### GIVEN RECORDS

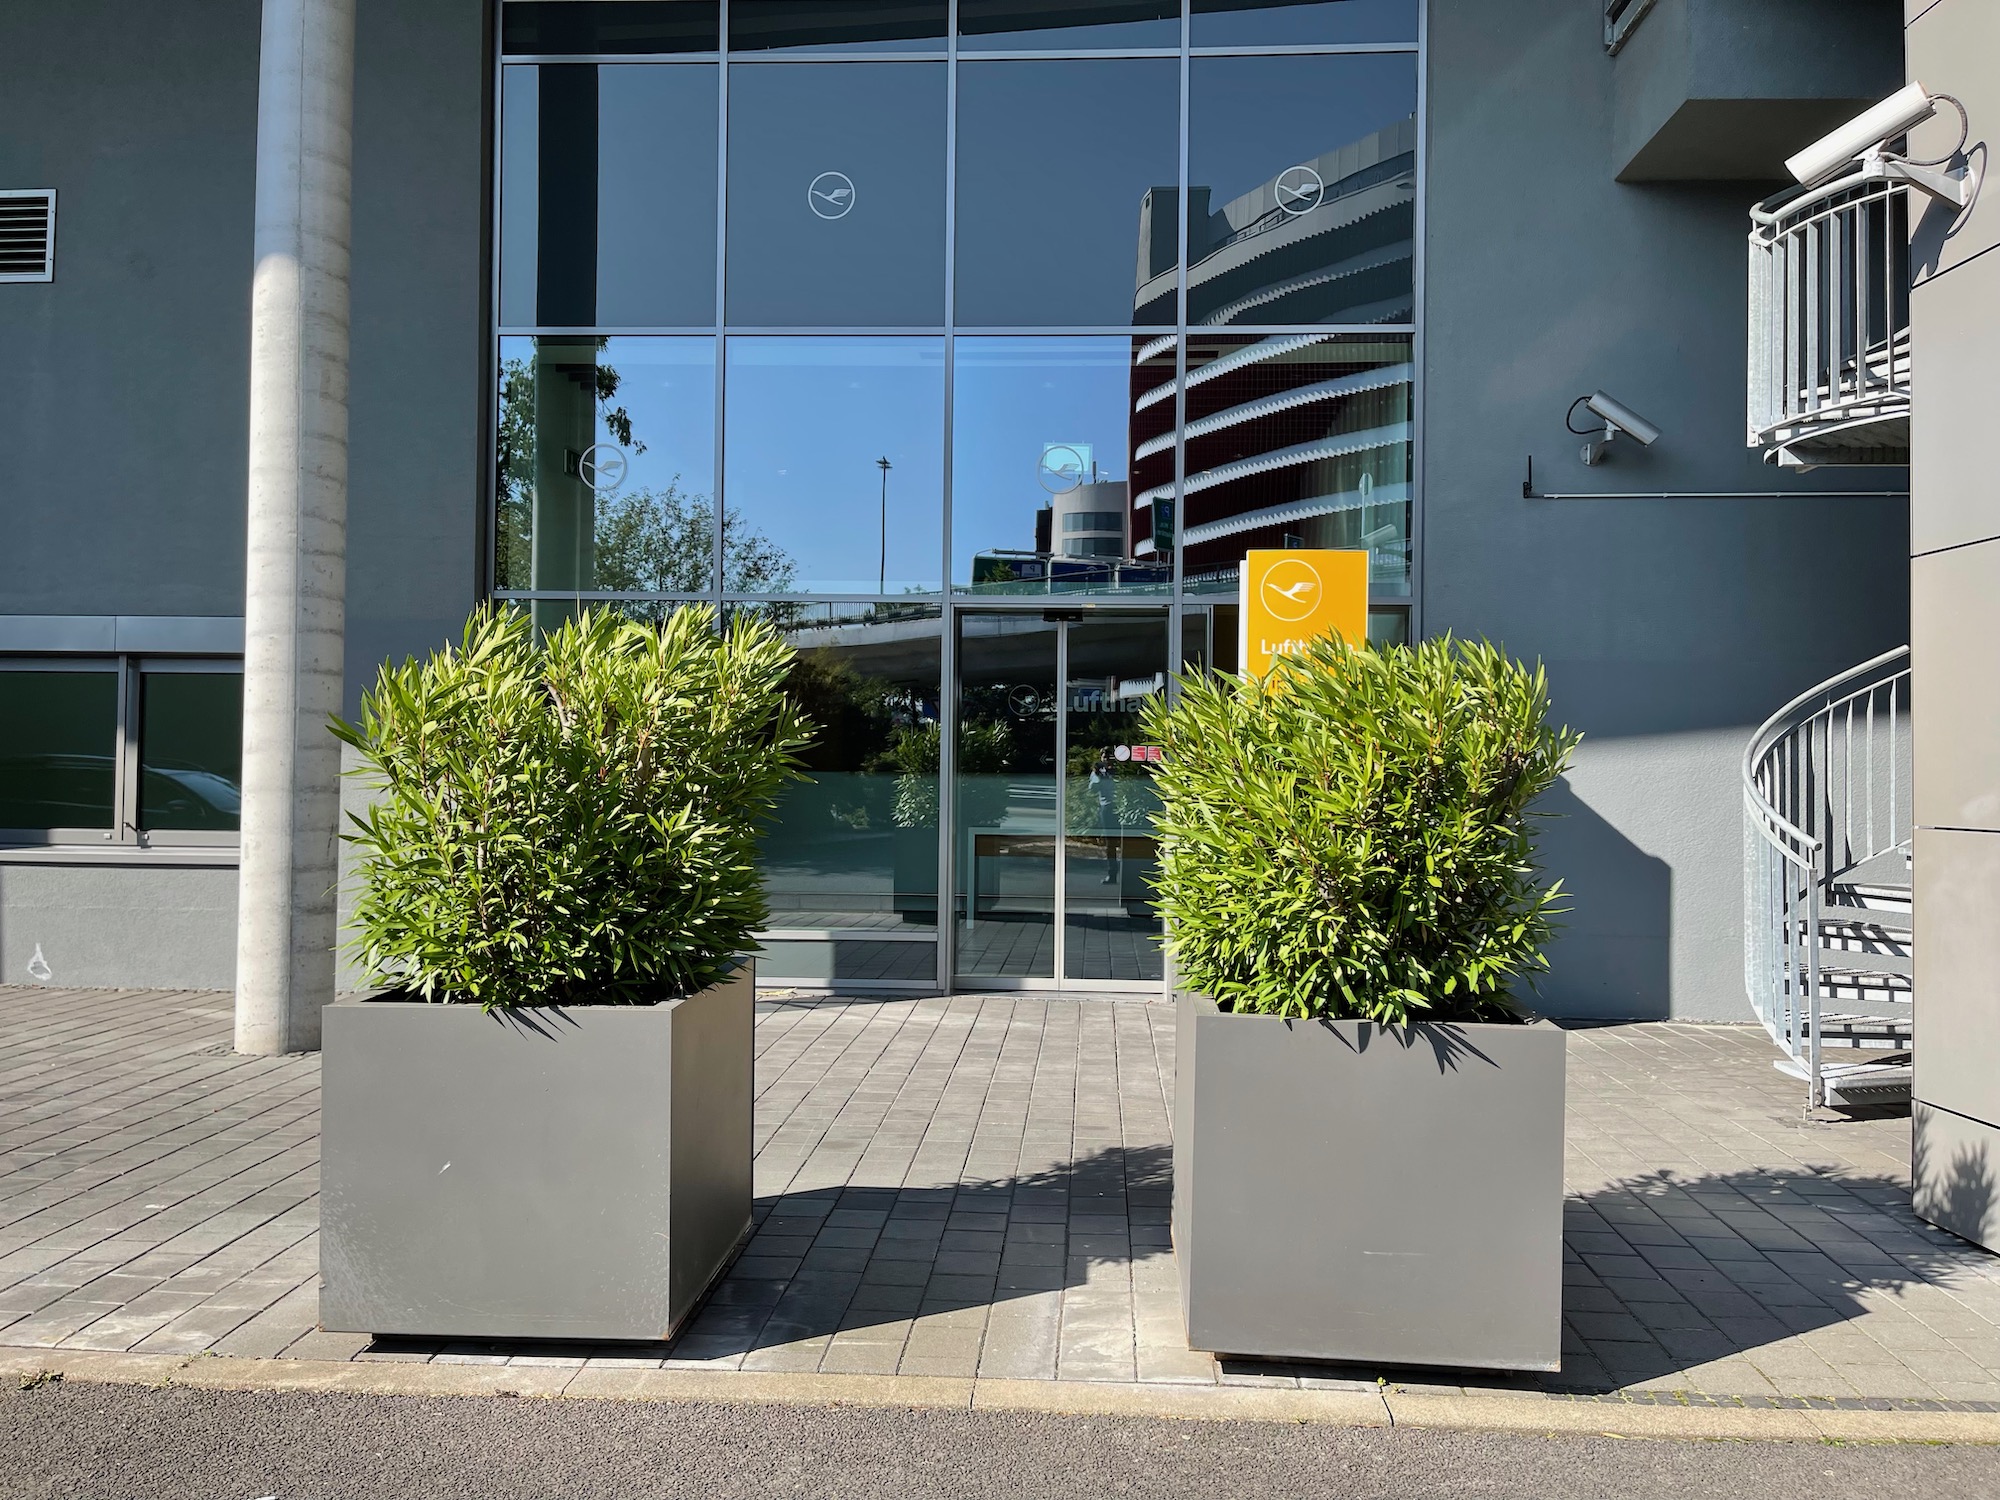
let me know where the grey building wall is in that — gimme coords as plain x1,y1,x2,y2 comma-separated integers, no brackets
0,0,488,991
1425,1,1911,1020
0,1,259,619
1612,0,1903,180
1906,0,2000,1253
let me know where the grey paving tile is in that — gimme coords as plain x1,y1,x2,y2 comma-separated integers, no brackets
1,989,1985,1407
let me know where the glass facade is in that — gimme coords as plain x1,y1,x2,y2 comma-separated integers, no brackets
494,1,1422,988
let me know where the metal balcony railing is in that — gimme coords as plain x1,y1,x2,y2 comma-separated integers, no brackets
1743,648,1912,1110
1747,172,1912,467
1604,0,1658,55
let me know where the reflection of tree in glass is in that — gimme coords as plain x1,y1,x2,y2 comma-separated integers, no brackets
495,351,640,589
887,719,1013,831
594,482,796,594
494,352,795,593
783,649,935,832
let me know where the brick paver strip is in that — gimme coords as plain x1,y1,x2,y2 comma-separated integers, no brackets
2,985,1998,1409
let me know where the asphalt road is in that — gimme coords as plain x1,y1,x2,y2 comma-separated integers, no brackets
3,1382,1997,1500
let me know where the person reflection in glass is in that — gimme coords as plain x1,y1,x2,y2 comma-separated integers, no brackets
1090,747,1122,887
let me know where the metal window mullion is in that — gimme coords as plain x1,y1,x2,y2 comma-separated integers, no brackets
484,9,507,600
1158,0,1191,1001
1407,0,1427,638
938,0,959,992
116,656,140,845
712,5,729,612
1171,3,1191,640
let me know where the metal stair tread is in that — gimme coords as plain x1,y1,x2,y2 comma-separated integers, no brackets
1773,1054,1912,1105
1818,967,1913,994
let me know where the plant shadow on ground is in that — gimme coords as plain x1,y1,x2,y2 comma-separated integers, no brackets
360,1142,1180,1368
359,1150,1996,1395
1385,1155,1997,1398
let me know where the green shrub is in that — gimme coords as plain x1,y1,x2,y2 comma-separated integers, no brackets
1141,636,1579,1024
333,605,810,1010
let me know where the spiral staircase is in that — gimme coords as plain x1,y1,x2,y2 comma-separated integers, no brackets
1742,649,1913,1110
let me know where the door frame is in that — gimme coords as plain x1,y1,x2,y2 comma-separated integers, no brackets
943,601,1173,996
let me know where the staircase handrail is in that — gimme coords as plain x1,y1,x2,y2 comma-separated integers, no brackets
1742,644,1911,848
1742,646,1911,1109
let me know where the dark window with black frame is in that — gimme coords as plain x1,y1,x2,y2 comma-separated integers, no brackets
0,659,243,847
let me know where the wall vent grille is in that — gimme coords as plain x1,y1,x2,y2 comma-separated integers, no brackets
0,191,56,282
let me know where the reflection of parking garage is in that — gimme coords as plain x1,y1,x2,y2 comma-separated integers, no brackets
1135,333,1413,611
1135,119,1416,328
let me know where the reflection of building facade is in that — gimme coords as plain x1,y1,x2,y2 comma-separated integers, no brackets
1052,480,1129,560
1134,124,1418,617
1144,334,1413,606
1136,119,1418,328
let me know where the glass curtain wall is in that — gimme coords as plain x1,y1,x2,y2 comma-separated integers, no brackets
492,0,1423,990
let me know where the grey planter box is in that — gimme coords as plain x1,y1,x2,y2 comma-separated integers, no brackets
1172,991,1565,1372
320,964,754,1343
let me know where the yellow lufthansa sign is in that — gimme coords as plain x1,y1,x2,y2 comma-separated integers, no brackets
1238,549,1368,678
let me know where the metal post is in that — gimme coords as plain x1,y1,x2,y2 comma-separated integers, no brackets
877,455,892,594
236,0,355,1056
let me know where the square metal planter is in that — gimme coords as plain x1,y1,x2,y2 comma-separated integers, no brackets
319,964,754,1343
1172,991,1565,1372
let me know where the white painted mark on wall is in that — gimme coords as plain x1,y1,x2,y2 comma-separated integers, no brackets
26,945,51,984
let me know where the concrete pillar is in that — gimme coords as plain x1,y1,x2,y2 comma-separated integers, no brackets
235,0,355,1056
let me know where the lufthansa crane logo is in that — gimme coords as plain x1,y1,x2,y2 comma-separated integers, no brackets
1037,444,1089,495
808,171,856,220
1274,164,1324,217
1259,556,1323,623
577,444,628,492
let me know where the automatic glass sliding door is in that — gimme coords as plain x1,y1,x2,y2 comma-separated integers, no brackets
951,611,1166,988
1061,615,1165,984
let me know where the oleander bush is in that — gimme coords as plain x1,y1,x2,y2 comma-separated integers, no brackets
1141,635,1579,1025
333,605,810,1010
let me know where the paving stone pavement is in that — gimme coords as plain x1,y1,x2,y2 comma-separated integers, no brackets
3,985,1998,1405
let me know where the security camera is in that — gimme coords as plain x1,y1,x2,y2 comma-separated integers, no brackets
1787,82,1944,187
1569,391,1661,466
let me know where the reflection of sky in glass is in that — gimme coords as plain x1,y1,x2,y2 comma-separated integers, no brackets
575,338,716,500
724,337,945,594
951,339,1136,581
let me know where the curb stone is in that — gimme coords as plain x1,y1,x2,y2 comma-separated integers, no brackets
3,1346,1998,1444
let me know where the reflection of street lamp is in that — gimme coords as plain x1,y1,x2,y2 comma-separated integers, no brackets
876,455,892,592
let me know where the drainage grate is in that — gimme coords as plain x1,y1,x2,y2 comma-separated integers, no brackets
0,190,57,282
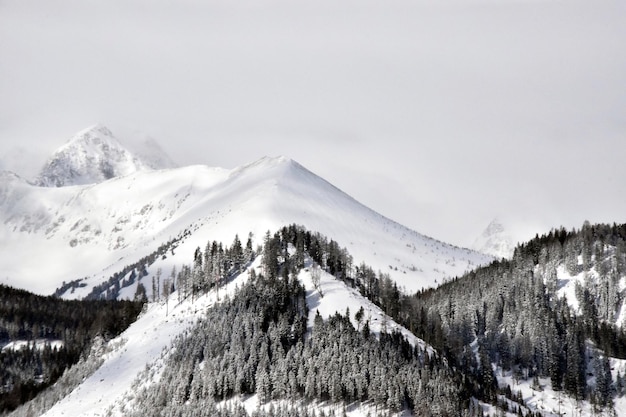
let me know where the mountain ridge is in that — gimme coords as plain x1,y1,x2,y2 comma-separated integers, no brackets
0,128,491,297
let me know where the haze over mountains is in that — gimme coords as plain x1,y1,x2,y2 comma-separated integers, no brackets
0,125,491,297
472,218,515,259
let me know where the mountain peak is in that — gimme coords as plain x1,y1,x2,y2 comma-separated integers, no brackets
75,123,114,139
229,155,302,178
472,217,515,259
483,217,506,235
252,155,296,168
35,125,150,187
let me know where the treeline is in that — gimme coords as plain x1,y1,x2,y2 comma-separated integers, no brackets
104,224,547,415
261,225,402,318
127,402,360,417
53,228,192,300
260,225,354,281
166,233,255,305
0,284,143,414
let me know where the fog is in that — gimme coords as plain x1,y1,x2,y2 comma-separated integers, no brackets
1,0,624,247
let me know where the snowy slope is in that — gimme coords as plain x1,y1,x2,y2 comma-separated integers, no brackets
298,257,431,352
493,349,626,417
0,152,491,297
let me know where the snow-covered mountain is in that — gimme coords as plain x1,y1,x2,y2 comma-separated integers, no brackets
35,124,155,187
0,126,493,415
472,217,515,259
0,127,491,296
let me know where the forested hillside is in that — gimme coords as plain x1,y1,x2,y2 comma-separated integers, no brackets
389,223,626,412
119,228,478,417
86,225,536,416
7,223,626,416
0,286,143,413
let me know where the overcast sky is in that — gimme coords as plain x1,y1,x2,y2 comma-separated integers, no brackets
1,0,625,248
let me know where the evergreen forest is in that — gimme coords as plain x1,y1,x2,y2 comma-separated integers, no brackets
0,285,143,414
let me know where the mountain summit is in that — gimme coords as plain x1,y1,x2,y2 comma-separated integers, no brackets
35,124,151,187
472,217,515,259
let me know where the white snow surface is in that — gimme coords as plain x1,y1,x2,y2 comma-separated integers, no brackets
0,151,491,297
235,395,411,417
555,264,583,315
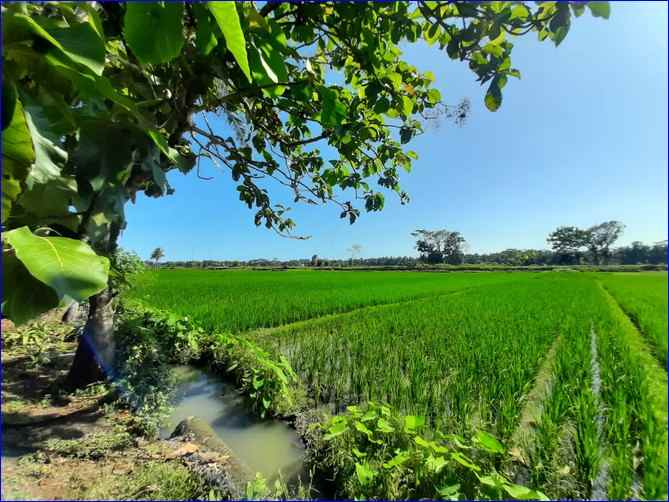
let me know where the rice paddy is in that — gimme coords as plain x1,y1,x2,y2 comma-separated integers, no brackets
133,268,668,499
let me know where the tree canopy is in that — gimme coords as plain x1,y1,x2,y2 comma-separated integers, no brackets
2,1,609,326
412,228,466,264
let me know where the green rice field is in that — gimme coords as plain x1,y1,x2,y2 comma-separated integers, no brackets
131,269,668,499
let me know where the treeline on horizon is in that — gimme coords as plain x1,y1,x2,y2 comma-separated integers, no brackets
155,239,667,269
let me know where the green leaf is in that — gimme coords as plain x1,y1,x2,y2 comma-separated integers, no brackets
503,483,549,501
426,454,448,473
383,451,410,469
123,3,185,65
401,95,414,116
510,4,530,21
403,415,425,433
4,226,110,303
207,2,251,82
484,75,506,112
437,483,461,500
354,420,374,437
376,417,395,433
587,1,611,19
2,175,22,224
323,420,348,440
2,252,60,325
22,101,68,189
474,430,505,454
193,4,218,56
6,14,105,75
355,462,376,486
320,87,347,127
450,451,480,471
2,96,35,168
427,88,441,105
2,80,17,131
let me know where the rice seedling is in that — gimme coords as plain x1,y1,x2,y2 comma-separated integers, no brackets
597,272,668,367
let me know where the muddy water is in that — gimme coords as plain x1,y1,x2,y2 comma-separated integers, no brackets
162,366,305,480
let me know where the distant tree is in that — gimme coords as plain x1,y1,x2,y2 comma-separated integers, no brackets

######

YOUR ASSIGNMENT
Copy only the stretch running from the line containing "let me know where the rice paddy" to the final line of the entries, both ends included, exactly as it stands.

SOLUTION FOR THIS EXERCISE
let me know where the rice paddy is in that — gimme coords as plain x1,y1,x2,y2 comma-separated integers, no brackets
133,268,668,499
let me know where the tree canopy is in that — gimme coords as plain x1,y1,x2,y2 comma-separated integers, no brackets
2,1,609,326
412,228,466,264
let me know where the green rice field is in that — gimme coords as plain x1,y1,x2,y2 comma-separated integers, no brackets
131,269,668,499
let me know where the treeline on horizon is in that — gimme coords as plain x1,y1,x2,y2 comma-separated integers, no brackets
155,239,667,269
let me know where the green leaf is in that — gimme coords as plain x1,y1,x2,y2 comma-separated integers, no brackets
503,483,549,501
426,454,448,473
383,451,410,469
123,3,185,65
401,95,414,116
510,4,530,21
403,415,425,433
4,226,110,303
207,2,251,82
484,75,506,112
437,483,461,500
354,420,374,437
376,417,395,433
587,1,611,19
2,175,22,224
323,420,348,440
2,252,60,325
22,101,68,189
474,430,505,454
193,4,218,56
6,14,105,75
355,462,376,486
320,87,347,127
450,451,480,471
2,96,35,168
427,88,441,105
2,80,17,131
let me know where the rice seedling is in that — gimme coords as plain x1,y1,x2,y2 comma-separated integers, no brackets
597,272,668,367
let me know where the muddy water is in that — gimme coords as plain x1,y1,x2,y2 comma-separated integers, no brackets
162,366,305,480
let me know where the distant tree is in that — gimme coords as plain x1,y1,x2,y2 comma-separated integers, no brackets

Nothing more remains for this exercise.